- **Petit problème**
Recopiez ces lignes à l'identique, sans omettre aucun des enregistrements.

(Enregistrements de données)
--*--
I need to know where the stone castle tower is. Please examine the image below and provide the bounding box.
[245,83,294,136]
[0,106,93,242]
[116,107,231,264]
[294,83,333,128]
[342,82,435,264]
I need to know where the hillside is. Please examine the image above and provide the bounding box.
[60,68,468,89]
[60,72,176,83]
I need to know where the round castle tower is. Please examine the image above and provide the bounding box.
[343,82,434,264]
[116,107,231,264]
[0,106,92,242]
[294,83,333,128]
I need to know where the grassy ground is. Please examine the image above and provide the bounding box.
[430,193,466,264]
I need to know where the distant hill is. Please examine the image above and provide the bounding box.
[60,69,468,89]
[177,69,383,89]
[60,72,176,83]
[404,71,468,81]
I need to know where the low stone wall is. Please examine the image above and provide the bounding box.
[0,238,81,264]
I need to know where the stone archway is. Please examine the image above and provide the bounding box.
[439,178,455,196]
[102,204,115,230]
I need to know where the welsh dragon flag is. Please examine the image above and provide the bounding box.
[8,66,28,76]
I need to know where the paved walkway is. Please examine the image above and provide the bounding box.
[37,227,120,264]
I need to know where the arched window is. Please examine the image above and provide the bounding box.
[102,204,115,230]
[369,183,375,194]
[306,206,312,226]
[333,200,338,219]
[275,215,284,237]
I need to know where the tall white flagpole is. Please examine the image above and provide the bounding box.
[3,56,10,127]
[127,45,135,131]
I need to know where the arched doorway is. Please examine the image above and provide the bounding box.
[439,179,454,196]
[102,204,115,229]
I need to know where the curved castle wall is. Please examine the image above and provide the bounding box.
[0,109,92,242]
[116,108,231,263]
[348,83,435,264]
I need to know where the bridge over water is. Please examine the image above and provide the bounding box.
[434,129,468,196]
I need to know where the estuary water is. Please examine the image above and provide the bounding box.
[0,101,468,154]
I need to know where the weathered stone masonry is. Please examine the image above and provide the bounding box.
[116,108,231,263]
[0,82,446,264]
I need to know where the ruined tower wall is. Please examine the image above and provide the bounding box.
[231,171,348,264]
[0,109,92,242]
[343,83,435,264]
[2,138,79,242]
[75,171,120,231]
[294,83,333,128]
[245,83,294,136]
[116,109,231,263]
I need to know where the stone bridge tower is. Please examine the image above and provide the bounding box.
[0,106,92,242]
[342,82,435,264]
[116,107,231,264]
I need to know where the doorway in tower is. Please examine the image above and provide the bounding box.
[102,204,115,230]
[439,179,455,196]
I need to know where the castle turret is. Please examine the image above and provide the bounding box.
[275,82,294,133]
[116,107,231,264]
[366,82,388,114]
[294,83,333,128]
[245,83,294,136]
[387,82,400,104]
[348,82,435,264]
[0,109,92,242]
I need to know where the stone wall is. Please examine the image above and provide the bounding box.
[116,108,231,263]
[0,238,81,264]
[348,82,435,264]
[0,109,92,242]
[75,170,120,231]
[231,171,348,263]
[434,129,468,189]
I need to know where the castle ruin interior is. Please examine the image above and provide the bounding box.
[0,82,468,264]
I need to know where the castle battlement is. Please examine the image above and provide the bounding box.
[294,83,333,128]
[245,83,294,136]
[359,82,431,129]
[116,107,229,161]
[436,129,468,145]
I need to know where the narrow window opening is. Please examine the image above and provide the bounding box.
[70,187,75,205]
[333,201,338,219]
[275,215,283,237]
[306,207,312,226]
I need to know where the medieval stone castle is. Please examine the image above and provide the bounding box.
--*--
- **Corrigé de l'exercice**
I need to know where the stone castle tower is. Please examine the image below and provide the bounding box.
[245,83,294,136]
[0,106,93,242]
[116,107,231,264]
[294,83,333,128]
[342,82,435,264]
I need to know where the hillside is. Please examine the image above and provide the bounding box.
[60,68,468,89]
[60,72,176,83]
I need to know where the round castle tower is. Please examine the image above and provide the bounding box.
[343,82,434,264]
[116,107,231,264]
[0,106,92,242]
[294,83,333,128]
I need to know where the grassy ground is. Please examine the image above and provide the bounding box.
[430,193,466,264]
I need to know where the distant hill is. Please examine the image above and provide the bounding box.
[60,69,468,89]
[177,69,383,89]
[60,72,176,83]
[404,71,468,81]
I need to know where the low stone wall is. Please examine the image above and provide the bounding box.
[0,238,81,264]
I need to know where the stone archway is. Please examine the image above and provide the bounding box.
[439,178,455,196]
[102,204,115,230]
I need to know where the welsh dragon flag is. Please examine the image above and provide the bounding box.
[8,66,28,76]
I need to know where the paved walkway is. Please examine the image above and provide the bounding box.
[37,227,120,264]
I need to know where the arched window is. Please examine the image above and provide the bounding box.
[102,204,115,230]
[369,183,375,194]
[306,206,312,226]
[333,200,338,219]
[275,215,284,237]
I need to know where the tall white flagpole is. Please examine the image above and provide the bounding box.
[3,56,10,127]
[127,45,135,131]
I need to know where the arched doorway is. Please examine the image above and provide the bounding box.
[439,179,454,196]
[102,204,115,229]
I need to know where the curved castle wall is. Please examine the image above and provide the bounding box.
[0,109,92,242]
[116,108,231,263]
[348,83,435,264]
I need to know where the bridge over water is. Please examine the image above and provide the bounding box.
[434,129,468,196]
I need to know where the estuary water is. Please examine the image above and provide the bounding box.
[0,101,468,154]
I need to know where the weathered stone masonry is. Please examine the image above and provide the bounding box.
[116,108,231,263]
[0,82,446,264]
I need to know where the ruined tower wall is. Please examine the image above and provide the bounding box.
[231,171,348,264]
[0,109,92,242]
[343,83,435,264]
[2,138,79,242]
[75,171,120,231]
[294,83,333,128]
[245,83,294,136]
[116,109,231,263]
I need to know where the stone bridge tower is. Please examine the image above and provide the bounding box.
[0,106,92,242]
[342,82,435,264]
[116,107,231,264]
I need to know where the doorway in tower is. Please examine the image above and provide the bounding box.
[102,204,115,230]
[439,179,455,196]
I need to know where the castle turret is. Please examine the image above and provide the bounding box.
[275,82,294,133]
[116,107,231,264]
[366,82,388,114]
[294,83,333,128]
[245,83,294,136]
[387,82,400,104]
[348,82,435,264]
[0,109,92,242]
I need to know where the stone wall is. Please examine the image above and provide the bounding box.
[116,108,231,263]
[0,238,81,264]
[348,82,435,264]
[0,109,92,242]
[75,170,120,231]
[231,171,348,263]
[434,129,468,189]
I need to know where the castle ruin interior is. Please examine the image above and provide the bounding box.
[0,82,468,264]
I need to know where the castle battlement is. Please examine the image above and provide the bounding box.
[294,83,333,128]
[245,83,294,136]
[359,82,431,129]
[116,107,229,161]
[436,129,468,145]
I need to know where the narrow window opening is. Please examine the image above and provide the bounding box.
[70,187,75,205]
[333,201,338,219]
[275,215,283,237]
[306,207,312,226]
I need to know where the medieval stone castle is. Please examine the image above and provide the bounding box.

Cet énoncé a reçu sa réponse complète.